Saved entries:
▶
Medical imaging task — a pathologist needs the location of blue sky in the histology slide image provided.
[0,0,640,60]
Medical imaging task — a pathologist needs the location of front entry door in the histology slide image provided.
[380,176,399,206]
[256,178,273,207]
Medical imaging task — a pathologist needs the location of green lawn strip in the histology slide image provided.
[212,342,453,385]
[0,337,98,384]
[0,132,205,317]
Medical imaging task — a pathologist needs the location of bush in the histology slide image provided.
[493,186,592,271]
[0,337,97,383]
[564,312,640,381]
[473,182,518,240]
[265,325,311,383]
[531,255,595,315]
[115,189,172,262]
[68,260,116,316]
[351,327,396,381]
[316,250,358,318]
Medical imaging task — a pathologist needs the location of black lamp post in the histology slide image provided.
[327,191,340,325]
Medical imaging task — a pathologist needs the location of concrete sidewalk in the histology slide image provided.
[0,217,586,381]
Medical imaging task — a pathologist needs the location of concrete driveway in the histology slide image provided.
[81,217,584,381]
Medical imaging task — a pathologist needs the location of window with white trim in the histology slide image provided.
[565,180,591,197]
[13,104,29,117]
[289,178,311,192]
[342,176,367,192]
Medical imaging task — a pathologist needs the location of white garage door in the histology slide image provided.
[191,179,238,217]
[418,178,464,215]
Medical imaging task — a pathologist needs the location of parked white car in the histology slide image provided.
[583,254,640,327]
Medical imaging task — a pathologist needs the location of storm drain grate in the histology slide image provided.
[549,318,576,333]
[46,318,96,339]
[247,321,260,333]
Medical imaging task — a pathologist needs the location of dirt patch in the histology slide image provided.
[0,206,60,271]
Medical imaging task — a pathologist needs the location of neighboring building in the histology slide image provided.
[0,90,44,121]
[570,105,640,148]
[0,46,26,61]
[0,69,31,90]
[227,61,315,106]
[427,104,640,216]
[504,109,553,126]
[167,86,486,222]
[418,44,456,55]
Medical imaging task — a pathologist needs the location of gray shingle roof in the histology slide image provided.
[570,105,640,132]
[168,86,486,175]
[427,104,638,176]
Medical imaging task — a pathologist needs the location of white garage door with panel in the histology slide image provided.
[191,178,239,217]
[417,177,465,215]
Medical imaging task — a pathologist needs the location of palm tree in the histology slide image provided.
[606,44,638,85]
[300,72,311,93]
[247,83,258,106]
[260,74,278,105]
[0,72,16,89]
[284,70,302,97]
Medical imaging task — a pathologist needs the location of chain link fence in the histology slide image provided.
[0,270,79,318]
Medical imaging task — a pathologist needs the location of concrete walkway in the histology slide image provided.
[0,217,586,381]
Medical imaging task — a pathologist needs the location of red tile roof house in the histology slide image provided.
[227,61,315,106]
◀
Return, unchanged, the lines of the records above, starting with the line that contains "sidewalk in the histology slide image provided." and continuing through the line that contains "[583,254,640,327]", with both of those lines included.

Result of this exercise:
Medical imaging task — a pathologist needs the location of concrete sidewalk in the histology slide image provided.
[0,217,586,381]
Medical imaging task — a pathologist needs the location of concrete driveway in the histology slide image provided.
[81,217,584,381]
Medical imaging task — a pathologist needs the location of window with white trim in the histology slide image provided.
[565,180,591,197]
[13,104,29,117]
[289,178,311,192]
[342,176,367,192]
Medical imaging task — a pathologist needs the location of white garage door in the histology slide image provided.
[191,179,238,217]
[418,178,464,215]
Medical imaging task — a pathologist needs the location of parked white car in the histology slide image provided.
[583,254,640,327]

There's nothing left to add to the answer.